Task directions:
Give the part of the material below that opens with the line containing "miniature picnic table." and runs through its end as a JSON list of strings, one string per line, leaving out any blank lines.

++++ Dataset extract

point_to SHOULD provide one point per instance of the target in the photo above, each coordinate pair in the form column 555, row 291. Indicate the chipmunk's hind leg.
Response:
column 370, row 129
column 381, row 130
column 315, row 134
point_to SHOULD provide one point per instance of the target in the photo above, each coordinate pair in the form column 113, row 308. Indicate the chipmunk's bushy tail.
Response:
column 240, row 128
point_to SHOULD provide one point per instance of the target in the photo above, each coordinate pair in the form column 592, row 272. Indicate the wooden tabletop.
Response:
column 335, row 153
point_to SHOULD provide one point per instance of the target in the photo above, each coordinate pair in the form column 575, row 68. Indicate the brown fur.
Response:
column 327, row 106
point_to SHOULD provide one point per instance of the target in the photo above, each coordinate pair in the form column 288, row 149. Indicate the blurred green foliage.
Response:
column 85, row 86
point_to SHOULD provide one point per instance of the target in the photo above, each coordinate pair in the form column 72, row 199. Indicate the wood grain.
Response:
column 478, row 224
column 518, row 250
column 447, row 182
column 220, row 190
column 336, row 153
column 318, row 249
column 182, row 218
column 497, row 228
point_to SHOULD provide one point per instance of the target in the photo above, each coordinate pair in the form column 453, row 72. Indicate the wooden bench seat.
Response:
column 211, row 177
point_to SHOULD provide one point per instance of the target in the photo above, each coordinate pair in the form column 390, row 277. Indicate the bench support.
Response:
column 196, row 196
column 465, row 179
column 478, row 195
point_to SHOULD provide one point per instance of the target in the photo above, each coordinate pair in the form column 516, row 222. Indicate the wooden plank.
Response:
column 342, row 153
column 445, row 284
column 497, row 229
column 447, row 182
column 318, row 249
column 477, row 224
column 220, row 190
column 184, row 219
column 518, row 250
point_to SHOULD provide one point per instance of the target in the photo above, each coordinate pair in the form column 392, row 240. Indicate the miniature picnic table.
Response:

++++++++

Complete response:
[
  "point_to SHOULD provide one point per instance of the target in the photo above, each coordinate pair in the form column 392, row 240. Indicate the miniature picnic table.",
  "Response:"
]